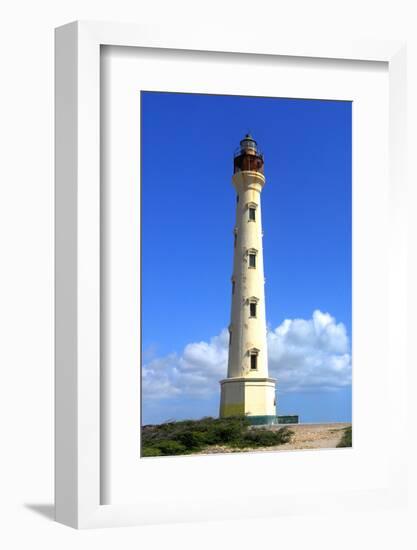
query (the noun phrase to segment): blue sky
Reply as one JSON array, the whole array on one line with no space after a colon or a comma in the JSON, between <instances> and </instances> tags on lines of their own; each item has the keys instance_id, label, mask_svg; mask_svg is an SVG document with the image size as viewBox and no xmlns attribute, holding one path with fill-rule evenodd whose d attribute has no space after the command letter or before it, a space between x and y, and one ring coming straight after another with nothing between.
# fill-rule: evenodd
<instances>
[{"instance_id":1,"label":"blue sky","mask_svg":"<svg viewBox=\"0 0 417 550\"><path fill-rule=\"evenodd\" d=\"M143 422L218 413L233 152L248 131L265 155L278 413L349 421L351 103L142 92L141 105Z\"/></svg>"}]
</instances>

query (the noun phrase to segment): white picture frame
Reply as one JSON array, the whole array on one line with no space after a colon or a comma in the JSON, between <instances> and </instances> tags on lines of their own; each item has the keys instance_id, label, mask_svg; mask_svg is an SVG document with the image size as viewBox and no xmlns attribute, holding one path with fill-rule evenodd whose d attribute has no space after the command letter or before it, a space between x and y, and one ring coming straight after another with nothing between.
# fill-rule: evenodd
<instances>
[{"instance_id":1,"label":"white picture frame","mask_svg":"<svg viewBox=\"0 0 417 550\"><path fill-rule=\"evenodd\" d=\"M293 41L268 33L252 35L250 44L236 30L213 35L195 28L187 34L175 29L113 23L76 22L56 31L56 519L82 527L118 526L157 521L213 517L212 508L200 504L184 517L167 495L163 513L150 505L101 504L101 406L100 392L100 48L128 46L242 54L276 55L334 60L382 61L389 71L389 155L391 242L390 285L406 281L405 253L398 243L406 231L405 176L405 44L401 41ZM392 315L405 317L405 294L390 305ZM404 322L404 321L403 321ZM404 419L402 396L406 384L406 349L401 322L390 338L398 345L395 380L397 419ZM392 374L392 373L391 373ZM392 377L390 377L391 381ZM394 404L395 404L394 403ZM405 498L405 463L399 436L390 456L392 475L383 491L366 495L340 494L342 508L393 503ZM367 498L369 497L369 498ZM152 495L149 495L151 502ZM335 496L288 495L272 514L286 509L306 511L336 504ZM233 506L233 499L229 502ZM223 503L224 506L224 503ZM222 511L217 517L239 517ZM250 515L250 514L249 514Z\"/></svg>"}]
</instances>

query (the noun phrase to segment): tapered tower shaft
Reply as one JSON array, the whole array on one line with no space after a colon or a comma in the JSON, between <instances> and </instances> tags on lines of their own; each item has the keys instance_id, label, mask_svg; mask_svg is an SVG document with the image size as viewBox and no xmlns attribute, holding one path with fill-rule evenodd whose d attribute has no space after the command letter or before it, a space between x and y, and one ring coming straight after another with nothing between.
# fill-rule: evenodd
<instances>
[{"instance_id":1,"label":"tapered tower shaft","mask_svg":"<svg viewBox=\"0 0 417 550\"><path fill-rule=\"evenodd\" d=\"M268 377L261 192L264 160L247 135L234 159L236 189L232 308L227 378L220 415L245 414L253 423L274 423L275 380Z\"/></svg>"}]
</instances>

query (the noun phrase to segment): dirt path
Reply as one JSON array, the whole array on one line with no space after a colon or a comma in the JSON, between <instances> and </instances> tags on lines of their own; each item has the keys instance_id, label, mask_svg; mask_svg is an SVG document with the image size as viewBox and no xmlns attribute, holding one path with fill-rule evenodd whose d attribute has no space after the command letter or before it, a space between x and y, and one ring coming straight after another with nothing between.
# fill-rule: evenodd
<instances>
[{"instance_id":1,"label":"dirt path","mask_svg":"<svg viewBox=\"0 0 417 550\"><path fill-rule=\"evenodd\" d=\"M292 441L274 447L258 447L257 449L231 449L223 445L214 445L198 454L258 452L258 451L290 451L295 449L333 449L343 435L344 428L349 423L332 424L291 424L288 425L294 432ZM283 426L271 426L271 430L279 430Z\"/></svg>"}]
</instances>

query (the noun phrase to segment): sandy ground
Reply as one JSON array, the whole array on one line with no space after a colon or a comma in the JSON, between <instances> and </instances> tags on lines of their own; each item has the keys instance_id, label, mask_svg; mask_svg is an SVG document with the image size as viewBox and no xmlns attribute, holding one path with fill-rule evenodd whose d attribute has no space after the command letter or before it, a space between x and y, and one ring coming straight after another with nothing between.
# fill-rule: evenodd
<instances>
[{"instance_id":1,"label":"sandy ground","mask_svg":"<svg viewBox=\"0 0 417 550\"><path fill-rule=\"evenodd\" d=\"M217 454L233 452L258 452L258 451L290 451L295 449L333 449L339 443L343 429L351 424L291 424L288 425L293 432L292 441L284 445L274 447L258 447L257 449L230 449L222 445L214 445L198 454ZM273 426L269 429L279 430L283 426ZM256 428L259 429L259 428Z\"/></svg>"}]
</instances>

* _What to produce_:
Go through the entries above and print each one exactly, minus the pictures.

* _Result of this task_:
query (the noun phrase to segment): blue sky
Reply as one JSON array, the whole array on one line with no space after a colon or a comma in the JSON, between <instances> and </instances> tags on lines of their own; each item has the keys instance_id, label, mask_svg; mask_svg is an SVG document with the image size as viewBox and no xmlns attribute, holding one path with fill-rule evenodd whose d attribute has no space after the command letter or before it, a space between x and y, and one ring coming straight after another with nothing between.
# fill-rule: evenodd
<instances>
[{"instance_id":1,"label":"blue sky","mask_svg":"<svg viewBox=\"0 0 417 550\"><path fill-rule=\"evenodd\" d=\"M143 422L218 413L233 152L248 131L265 155L278 413L349 421L351 103L142 92L141 105Z\"/></svg>"}]
</instances>

query (the noun phrase to segment): white picture frame
Reply as one JSON array, the whole array on one line with no space after a colon or a comma in the JSON, between <instances> and </instances> tags on lines of their own; each item has the keys instance_id, label, mask_svg; mask_svg is an SVG document with the image size as viewBox and no xmlns attribute, holding one path with fill-rule evenodd whose d attribute has no space after the command letter or before it, a space between x and y, and one ring coming straight after another with nothing between.
# fill-rule: evenodd
<instances>
[{"instance_id":1,"label":"white picture frame","mask_svg":"<svg viewBox=\"0 0 417 550\"><path fill-rule=\"evenodd\" d=\"M293 41L268 33L252 35L250 44L236 30L213 35L195 28L187 34L175 29L113 23L76 22L56 31L56 519L82 527L118 526L157 521L213 517L212 508L200 504L184 517L167 495L163 513L150 505L101 504L101 406L100 392L100 48L128 46L242 54L276 55L334 60L382 61L389 71L389 155L391 242L390 285L406 281L405 253L398 243L406 231L405 176L405 44L401 41ZM392 315L405 317L405 294L390 305ZM404 322L404 321L403 321ZM404 419L402 396L406 384L406 349L401 322L390 338L398 345L395 380L397 419ZM392 374L392 373L391 373ZM392 377L390 377L391 381ZM394 404L395 404L394 403ZM405 498L405 463L399 436L390 456L392 475L383 491L366 495L340 494L342 508L393 503ZM367 498L369 497L369 498ZM152 495L149 495L151 502ZM335 496L288 495L272 514L286 509L306 511L336 504ZM233 506L233 499L229 502ZM223 503L224 506L224 503ZM222 511L217 517L239 517ZM250 515L250 514L249 514Z\"/></svg>"}]
</instances>

query (the noun phrase to segment): tapered tower shaft
Reply as one JSON array, the whole array on one line with no space after a colon or a comma in the JSON, between <instances> and </instances> tags on lines of their own; each item has the keys instance_id, label, mask_svg; mask_svg is an SVG document with the image size as viewBox and no xmlns attribute, holding one path with fill-rule evenodd whose d attribute has no space after the command letter or before it, a space between x and y, and one ring coming straight after another with nothing between.
# fill-rule: evenodd
<instances>
[{"instance_id":1,"label":"tapered tower shaft","mask_svg":"<svg viewBox=\"0 0 417 550\"><path fill-rule=\"evenodd\" d=\"M268 377L261 192L264 160L247 135L234 159L236 189L232 308L227 378L220 415L245 414L253 423L274 423L275 380Z\"/></svg>"}]
</instances>

query (the noun phrase to segment): dirt path
Reply as one JSON array, the whole array on one line with no space after a colon or a comma in the JSON, between <instances> and </instances> tags on lines of their own; each item has the keys instance_id, label, mask_svg; mask_svg is an SVG document with the image size as viewBox and no xmlns attribute, holding one path with fill-rule evenodd whose d attribute has no space after the command letter or before it, a space between x and y, and one ring coming straight after another with nothing between.
# fill-rule: evenodd
<instances>
[{"instance_id":1,"label":"dirt path","mask_svg":"<svg viewBox=\"0 0 417 550\"><path fill-rule=\"evenodd\" d=\"M292 441L274 447L258 447L257 449L231 449L223 445L214 445L198 454L258 452L258 451L290 451L295 449L333 449L343 435L344 428L349 423L332 424L291 424L288 425L294 432ZM283 426L271 426L271 430L279 430Z\"/></svg>"}]
</instances>

query (the noun phrase to segment): sandy ground
Reply as one JSON array, the whole array on one line with no space after a colon or a comma in the JSON, between <instances> and </instances> tags on lines of their own; each item has the keys instance_id, label, mask_svg; mask_svg is an SVG document with the image size as viewBox and no xmlns attribute, holding one path with fill-rule evenodd whose d attribute has no space after the command letter or before it, a space between x and y, and one ring coming straight after another with nothing between.
# fill-rule: evenodd
<instances>
[{"instance_id":1,"label":"sandy ground","mask_svg":"<svg viewBox=\"0 0 417 550\"><path fill-rule=\"evenodd\" d=\"M217 454L233 452L258 452L258 451L290 451L295 449L333 449L339 443L343 429L351 424L291 424L288 425L293 432L292 441L284 445L274 447L258 447L257 449L230 449L222 445L214 445L198 454ZM273 426L269 429L279 430L283 426ZM256 428L259 429L259 428Z\"/></svg>"}]
</instances>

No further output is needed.